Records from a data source
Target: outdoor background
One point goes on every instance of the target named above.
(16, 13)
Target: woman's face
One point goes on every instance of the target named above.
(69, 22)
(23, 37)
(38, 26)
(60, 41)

◆ DIRECTIONS ◆
Go through the records above and copy each line exactly.

◆ RESPONSE ◆
Target: outdoor background
One point goes on every instance of the target named above.
(16, 13)
Target: woman's face
One point goes on every instance of the target named above.
(69, 22)
(23, 37)
(38, 26)
(60, 41)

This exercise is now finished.